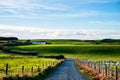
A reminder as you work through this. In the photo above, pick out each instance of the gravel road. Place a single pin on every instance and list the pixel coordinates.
(67, 71)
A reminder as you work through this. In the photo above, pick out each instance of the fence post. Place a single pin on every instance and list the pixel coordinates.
(95, 65)
(32, 70)
(22, 69)
(106, 69)
(38, 69)
(99, 67)
(116, 72)
(7, 69)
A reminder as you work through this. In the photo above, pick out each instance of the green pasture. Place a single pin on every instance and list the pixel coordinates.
(91, 52)
(15, 63)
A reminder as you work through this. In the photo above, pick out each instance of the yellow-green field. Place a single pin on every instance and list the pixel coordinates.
(15, 63)
(92, 52)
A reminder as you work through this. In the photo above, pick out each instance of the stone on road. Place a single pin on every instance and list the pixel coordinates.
(67, 71)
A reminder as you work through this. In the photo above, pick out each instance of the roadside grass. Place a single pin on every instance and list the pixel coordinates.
(15, 64)
(90, 52)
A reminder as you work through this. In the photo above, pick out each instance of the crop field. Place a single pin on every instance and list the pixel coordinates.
(92, 52)
(16, 63)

Your objective: Convert the records above into a two-column CSV with the header row text,answer. Give one row per record, placing its wording and its answer each in a single quoted field with line breaks replaced by spaces, and omit the pictures.

Solution to this task:
text,answer
"A reminder as you work through this. In the photo above, pick out each instance of the gravel road. Place a single pin on every instance and list the pixel coordinates.","(67, 71)"
"A reminder as you work through this. In the photo above, pick out each instance of the fence post. Place a single pin on every instance and list the pixel coordinates.","(95, 65) (32, 70) (22, 69) (106, 69) (38, 69) (99, 67) (116, 72) (7, 69)"
"A reminder as you work through this. In the photo above, pick out each instance of the green pasture. Place a single pin on every instance and list the pixel coordinates.","(91, 52) (15, 63)"
"A reminder as you work through this. In the photo above, pick out each instance of the yellow-green field. Place a single pin on every instance and list the pixel coordinates.","(15, 63) (92, 52)"
"A reminder as you work through this. In the photo above, pick out each instance of the stone on road. Place a single pin on every instance and list the pixel coordinates.","(67, 71)"
"A reminder as you work through this. In the photo above, pick out each instance of the roadside grass. Place a single pin on every instance and list the pixel coordinates.","(15, 64) (90, 52)"
"A reminder as you work through this. In the photo above, pick out each instance of the crop field. Place a single pin on every instance and list the pixel coordinates.","(92, 52) (16, 63)"